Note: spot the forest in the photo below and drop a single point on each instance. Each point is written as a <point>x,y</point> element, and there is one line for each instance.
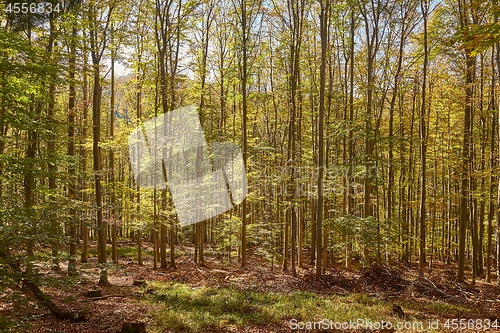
<point>368,137</point>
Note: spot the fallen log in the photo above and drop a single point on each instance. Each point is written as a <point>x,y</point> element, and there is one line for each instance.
<point>53,308</point>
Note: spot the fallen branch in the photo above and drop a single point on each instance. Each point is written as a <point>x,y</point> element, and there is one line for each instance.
<point>53,308</point>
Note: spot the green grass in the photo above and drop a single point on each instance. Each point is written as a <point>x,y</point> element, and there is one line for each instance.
<point>180,307</point>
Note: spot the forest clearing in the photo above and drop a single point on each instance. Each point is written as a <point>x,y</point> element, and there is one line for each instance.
<point>249,166</point>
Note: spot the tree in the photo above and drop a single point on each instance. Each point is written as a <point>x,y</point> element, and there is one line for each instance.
<point>98,31</point>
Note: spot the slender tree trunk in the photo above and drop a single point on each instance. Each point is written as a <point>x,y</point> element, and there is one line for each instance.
<point>71,154</point>
<point>423,145</point>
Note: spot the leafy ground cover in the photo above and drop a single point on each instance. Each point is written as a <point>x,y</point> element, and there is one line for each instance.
<point>223,297</point>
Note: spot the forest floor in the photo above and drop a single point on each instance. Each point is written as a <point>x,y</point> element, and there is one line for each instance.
<point>223,297</point>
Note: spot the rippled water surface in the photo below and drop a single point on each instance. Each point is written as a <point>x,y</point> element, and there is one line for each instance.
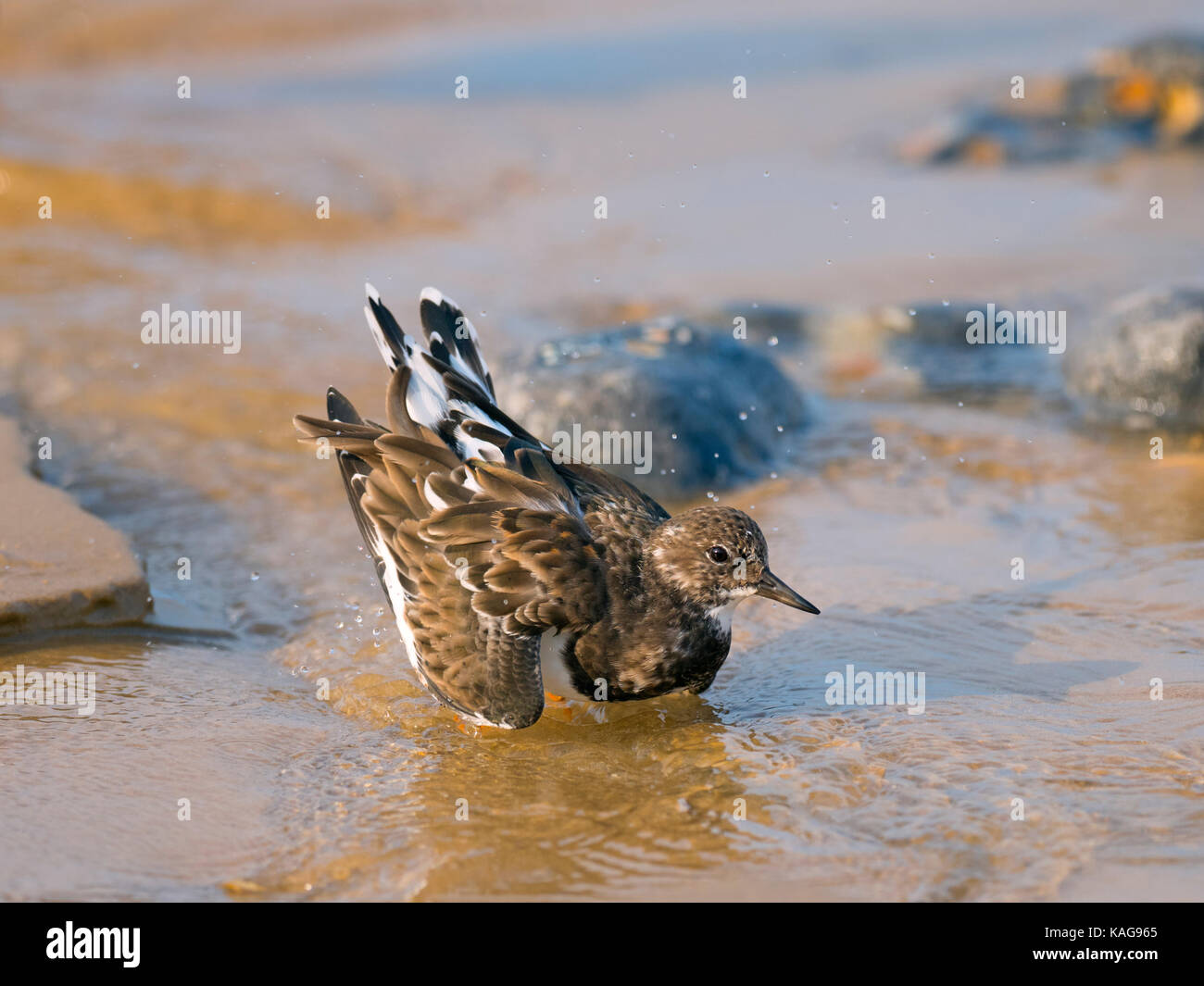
<point>1035,690</point>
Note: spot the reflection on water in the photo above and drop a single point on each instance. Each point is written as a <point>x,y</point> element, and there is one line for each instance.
<point>269,690</point>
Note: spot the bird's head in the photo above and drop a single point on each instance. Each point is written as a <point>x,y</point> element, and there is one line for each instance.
<point>714,557</point>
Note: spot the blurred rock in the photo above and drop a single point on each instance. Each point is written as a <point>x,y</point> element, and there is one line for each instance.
<point>59,566</point>
<point>711,405</point>
<point>1145,361</point>
<point>930,339</point>
<point>765,323</point>
<point>1148,94</point>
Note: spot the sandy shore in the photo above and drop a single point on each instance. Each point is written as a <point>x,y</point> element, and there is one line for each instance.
<point>61,568</point>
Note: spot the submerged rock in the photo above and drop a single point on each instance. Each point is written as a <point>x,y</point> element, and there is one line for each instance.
<point>1148,94</point>
<point>674,409</point>
<point>1145,364</point>
<point>931,339</point>
<point>59,566</point>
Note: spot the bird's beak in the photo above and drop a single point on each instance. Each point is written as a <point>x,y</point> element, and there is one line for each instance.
<point>773,588</point>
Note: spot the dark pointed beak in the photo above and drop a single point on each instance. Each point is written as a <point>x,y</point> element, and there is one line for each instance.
<point>773,588</point>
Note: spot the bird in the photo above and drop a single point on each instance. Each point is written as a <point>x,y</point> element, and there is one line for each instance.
<point>514,576</point>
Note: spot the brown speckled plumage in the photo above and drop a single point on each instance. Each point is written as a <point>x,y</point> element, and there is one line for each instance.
<point>484,543</point>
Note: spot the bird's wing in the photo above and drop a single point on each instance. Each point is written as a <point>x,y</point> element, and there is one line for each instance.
<point>477,560</point>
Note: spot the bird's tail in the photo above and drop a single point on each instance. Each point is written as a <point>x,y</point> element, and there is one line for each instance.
<point>445,387</point>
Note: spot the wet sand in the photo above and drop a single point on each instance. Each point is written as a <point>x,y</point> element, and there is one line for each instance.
<point>1035,689</point>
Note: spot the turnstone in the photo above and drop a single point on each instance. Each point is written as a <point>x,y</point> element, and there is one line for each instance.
<point>510,572</point>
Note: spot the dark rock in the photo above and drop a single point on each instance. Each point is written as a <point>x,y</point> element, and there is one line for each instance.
<point>684,388</point>
<point>766,323</point>
<point>1145,363</point>
<point>1148,94</point>
<point>930,337</point>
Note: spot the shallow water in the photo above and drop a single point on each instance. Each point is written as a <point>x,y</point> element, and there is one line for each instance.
<point>1035,689</point>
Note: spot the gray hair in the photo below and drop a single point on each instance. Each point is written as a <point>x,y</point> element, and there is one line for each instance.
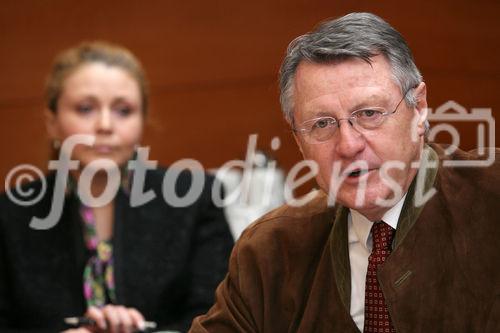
□ □ □ □ □ □ □
Task instructions: Rewrite every one of the records above as a JSON list of strings, with one string per line and no blank lines. Omit the pictures.

Answer below:
[
  "Note: spot the forest in the photo below and drop a single point on each instance. Each point is written as a <point>x,y</point> element, and there is one line for each instance.",
  "<point>368,137</point>",
  "Note: spot the fallen log in the photo above and drop a single point on each instance. Each point is written as a <point>x,y</point> element, and there is one line for each instance.",
  "<point>53,308</point>",
  "Note: spot the fallen branch in the photo above and drop a single point on each instance. Each point is written as a <point>x,y</point> element, and there is one line for each instance.",
  "<point>53,308</point>",
  "Note: spot the green grass in the photo above and drop a single point on each instance. Each point is written as a <point>x,y</point> element, and there is one line for each instance.",
  "<point>180,307</point>",
  "Note: spot the forest clearing in the photo above and drop a single point on each instance. Each point is written as a <point>x,y</point> element, and there is one line for each instance.",
  "<point>249,166</point>",
  "Note: spot the tree in the photo above and drop a single point on each instance. Each point is written as a <point>x,y</point> element, and there is one line for each instance.",
  "<point>98,31</point>",
  "Note: spot the slender tree trunk in the photo above and drop a single point on each instance. Each point is written as a <point>x,y</point> element, and there is one line for each instance.",
  "<point>71,154</point>",
  "<point>423,145</point>",
  "Note: spot the leafy ground cover in the photo above and drop a single point on each instance. Each point is written as a <point>x,y</point> element, and there is one line for each instance.",
  "<point>223,297</point>",
  "Note: spot the forest floor in the photo above and drop a single point on each instance. Each point is written as a <point>x,y</point> element, and there is one line for each instance.",
  "<point>223,297</point>",
  "Note: spot the rippled water surface in the photo below and drop a single point on each instance. Each point is written as a <point>x,y</point> element, and there is one line for each instance.",
  "<point>1035,690</point>",
  "Note: spot the reflection on water in the photo above and drop a single point on each instance. Each point is written as a <point>x,y</point> element, and there is one line for each instance.",
  "<point>269,690</point>",
  "Note: spot the bird's head in the photo above and drop a single point on each instance. Each point is written as a <point>x,y</point> element, and there is one line for each instance.",
  "<point>714,557</point>",
  "Note: spot the blurred rock in the photo above and drop a single point on each instance. Each point is written as a <point>x,y</point> element, and there is one line for each instance.",
  "<point>59,566</point>",
  "<point>711,405</point>",
  "<point>1145,361</point>",
  "<point>930,339</point>",
  "<point>765,323</point>",
  "<point>1148,94</point>",
  "Note: spot the sandy shore in the photo above and drop a single point on each instance. Each point is written as a <point>x,y</point> element, and there is one line for each instance.",
  "<point>61,568</point>",
  "Note: spot the submerged rock in the photo above and drop a single point on each instance. Each point is written as a <point>x,y</point> element, and there is one line for each instance.",
  "<point>1148,94</point>",
  "<point>674,409</point>",
  "<point>1145,364</point>",
  "<point>931,339</point>",
  "<point>59,566</point>",
  "Note: spot the bird's beak in the photo above and drop a single point on each instance. Each point is written as a <point>x,y</point> element, and there is one line for each instance.",
  "<point>773,588</point>",
  "Note: spot the dark pointed beak in the photo above and drop a single point on each instance. Each point is written as a <point>x,y</point> element, and there is one line for each instance.",
  "<point>773,588</point>",
  "Note: spot the bird in the photo above and drop a single point on each instance. Each point is written as a <point>x,y</point> element, and there is one line for each instance.",
  "<point>514,576</point>",
  "Note: spot the brown speckled plumage in the photo above and drop a single point on each instance. Each point is written as a <point>x,y</point> element, and there is one line for each instance.",
  "<point>484,543</point>",
  "Note: spot the bird's wing in the photo above and drop a single point on each instance. Each point is written as a <point>x,y</point> element, and there is one line for each instance.",
  "<point>477,560</point>",
  "Note: spot the bird's tail in the photo above and drop a single point on each instance. Each point is written as a <point>x,y</point> element, and there is one line for each instance.",
  "<point>445,387</point>",
  "Note: spot the wet sand in the photo above and drop a single point on each instance. Each point is written as a <point>x,y</point> element, and there is one line for each instance.",
  "<point>1035,689</point>",
  "Note: spot the turnstone in the photo above and drop a single point on each instance. Each point is written as a <point>x,y</point> element, and there is one line for each instance.",
  "<point>510,572</point>",
  "Note: spot the dark rock in the photo above and drop a single point on each instance. Each point is written as a <point>x,y</point> element, and there is one line for each instance.",
  "<point>684,388</point>",
  "<point>766,323</point>",
  "<point>1145,363</point>",
  "<point>1148,94</point>",
  "<point>930,337</point>",
  "Note: spot the shallow water in the photo above and drop a single point on each instance. Each point is written as a <point>x,y</point> element, and there is one line for each instance.",
  "<point>1035,689</point>",
  "Note: spot the gray hair in the photo below and drop a single point on each instance. Each point is written as a <point>x,y</point> element, and there is one line for each instance."
]